[Saved entries]
****************

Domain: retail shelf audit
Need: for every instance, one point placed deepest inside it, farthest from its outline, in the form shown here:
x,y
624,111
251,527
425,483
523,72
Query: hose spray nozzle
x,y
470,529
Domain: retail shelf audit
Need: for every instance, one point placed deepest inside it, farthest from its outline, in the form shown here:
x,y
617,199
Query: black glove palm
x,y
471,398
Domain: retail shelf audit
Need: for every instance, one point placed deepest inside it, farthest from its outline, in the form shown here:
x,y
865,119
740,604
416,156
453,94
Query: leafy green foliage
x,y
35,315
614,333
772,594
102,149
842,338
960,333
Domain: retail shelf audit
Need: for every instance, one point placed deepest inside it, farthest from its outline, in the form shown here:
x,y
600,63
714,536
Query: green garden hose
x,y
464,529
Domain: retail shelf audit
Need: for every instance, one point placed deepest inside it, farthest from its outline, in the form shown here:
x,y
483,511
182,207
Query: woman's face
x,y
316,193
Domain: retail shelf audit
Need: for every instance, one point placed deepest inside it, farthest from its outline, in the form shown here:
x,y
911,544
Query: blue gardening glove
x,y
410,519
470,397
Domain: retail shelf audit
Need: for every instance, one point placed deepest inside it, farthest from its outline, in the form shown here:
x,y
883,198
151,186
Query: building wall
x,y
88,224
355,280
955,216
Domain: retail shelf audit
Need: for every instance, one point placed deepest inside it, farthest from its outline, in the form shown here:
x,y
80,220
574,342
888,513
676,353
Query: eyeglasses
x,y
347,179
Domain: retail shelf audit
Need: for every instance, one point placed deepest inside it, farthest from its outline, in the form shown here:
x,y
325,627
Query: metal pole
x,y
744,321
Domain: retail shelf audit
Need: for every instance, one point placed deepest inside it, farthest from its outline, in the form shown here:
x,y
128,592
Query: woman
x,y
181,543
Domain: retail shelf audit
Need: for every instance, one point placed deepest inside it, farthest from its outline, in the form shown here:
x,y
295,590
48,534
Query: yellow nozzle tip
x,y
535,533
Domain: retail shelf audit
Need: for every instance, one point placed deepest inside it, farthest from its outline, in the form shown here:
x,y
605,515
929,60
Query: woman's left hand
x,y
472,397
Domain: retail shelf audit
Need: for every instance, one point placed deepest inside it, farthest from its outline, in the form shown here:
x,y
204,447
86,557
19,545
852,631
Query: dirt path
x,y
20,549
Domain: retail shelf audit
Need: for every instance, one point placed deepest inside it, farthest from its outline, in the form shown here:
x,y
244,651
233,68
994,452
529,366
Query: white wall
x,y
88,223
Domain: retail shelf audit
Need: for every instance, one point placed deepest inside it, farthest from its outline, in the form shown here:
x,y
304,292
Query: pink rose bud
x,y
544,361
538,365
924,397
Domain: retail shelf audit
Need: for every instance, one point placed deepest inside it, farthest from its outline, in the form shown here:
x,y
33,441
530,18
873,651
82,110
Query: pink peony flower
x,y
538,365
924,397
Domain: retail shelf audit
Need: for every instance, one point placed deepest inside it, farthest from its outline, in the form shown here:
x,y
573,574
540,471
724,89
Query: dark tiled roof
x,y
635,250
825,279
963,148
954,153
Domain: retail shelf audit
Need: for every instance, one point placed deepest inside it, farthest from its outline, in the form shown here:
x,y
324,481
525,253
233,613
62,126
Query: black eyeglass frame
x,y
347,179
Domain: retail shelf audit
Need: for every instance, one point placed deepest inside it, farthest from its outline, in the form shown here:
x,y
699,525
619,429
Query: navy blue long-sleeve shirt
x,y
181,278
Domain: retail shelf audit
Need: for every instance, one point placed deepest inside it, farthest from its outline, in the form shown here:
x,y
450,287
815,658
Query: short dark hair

****************

▸ **ASSIGNMENT**
Write every entry out again, exactly as it stands.

▸ **OUTPUT OF THE TASK**
Domain: retail shelf audit
Need: for every instance, one point placed deepest inside it, farthest from its outline, in the form shown here:
x,y
624,111
251,527
425,483
523,72
Query: hose spray nozzle
x,y
470,529
Domain: retail shelf audit
Need: for every instance, one point placed deepest inside it, farthest from its outline, in the form shown here:
x,y
617,199
Query: black glove palm
x,y
471,398
Domain: retail shelf audit
Need: for every instance, one point placed deepest inside it, farthest from its outline, in the form shown here:
x,y
865,119
740,604
416,156
453,94
Query: leafy green foliage
x,y
35,315
614,333
772,594
102,149
842,338
960,333
Domain: retail shelf audit
Need: for every instance, one point placed deepest inside it, farthest from its outline, in the form shown here:
x,y
600,63
714,536
Query: green garden hose
x,y
464,529
Domain: retail shelf audit
Need: for every instance, one point placed deepest inside it, farthest from its outline, in the form shown here:
x,y
483,511
182,207
Query: woman's face
x,y
316,193
Domain: retail shelf audit
Need: for every instance, one point placed deepest inside it, farthest from its outline, in the form shown here:
x,y
911,544
Query: blue gardening glove
x,y
410,519
470,397
Domain: retail shelf audit
Need: for every instance, one point placed deepest inside it, farthest from its outline, in the form shown here:
x,y
883,198
151,186
Query: building wall
x,y
88,224
355,280
955,216
Domain: retail shelf audit
Need: for every instance, one point placed deepest inside it, farthest from its outline, in the form shown here:
x,y
80,220
574,342
888,513
676,353
Query: eyeglasses
x,y
347,179
Domain: retail shelf audit
Need: for every instance, one point placed deepest inside it, farthest from its outline, in the form shown here:
x,y
325,627
Query: metal pole
x,y
744,321
Domain: retail shelf audit
Need: for every instance, one point placed deepest inside it, farthest from its outline, in the form shown here:
x,y
128,592
Query: woman
x,y
181,543
Domain: retail shelf audit
Need: for every instance, one point placed deepest inside it, farthest from its outline, in the form shown here:
x,y
295,590
48,534
Query: yellow nozzle tip
x,y
535,533
Domain: retail shelf audit
Need: for every instance, one point placed deepest inside it, farthest from its outline, in the form shown here:
x,y
605,515
929,60
Query: woman's left hand
x,y
472,397
Domain: retail shelf audit
Need: for every instance, one point placed deepest inside it, farthest from its outline, in the form shown here:
x,y
204,447
86,557
19,545
852,631
Query: dirt path
x,y
20,549
Domain: retail shelf audit
Need: for every instance, one point placed deepest inside it, farthest from its outline, in the form shown here:
x,y
244,651
233,68
994,452
529,366
Query: white wall
x,y
88,223
Domain: retail shelf audit
Need: for every instance, one point placed deepest inside it, farthest from its outline, in the form shown here:
x,y
304,292
Query: pink rose bud
x,y
544,361
538,365
924,397
Domain: retail shelf audit
Need: for every instance, one point placed deepest inside it, farthest from its outline, in the form shown here:
x,y
33,441
530,18
873,651
82,110
Query: pink peony flower
x,y
538,365
924,397
Domain: retail shelf audit
Need: for every instance, one point placed deepest inside it, farthest from its outline, in the form shown here:
x,y
573,574
540,471
724,89
Query: dark tiled roof
x,y
635,250
825,279
963,148
954,153
Domain: retail shelf audit
Need: for every instance, one point placed deepest inside it, farthest from its outline, in the form shown here:
x,y
324,481
525,253
233,613
62,126
Query: black eyeglass frame
x,y
347,179
Domain: retail shelf audit
Need: for every instance, one point placed deepest inside it, farthest from its outline, in the form shown here:
x,y
699,525
619,429
Query: navy blue long-sleeve shirt
x,y
181,278
Domain: retail shelf audit
Need: for every instance, one point placed deepest inside it, farthest from its outline, in the form shown here:
x,y
450,287
815,658
Query: short dark hair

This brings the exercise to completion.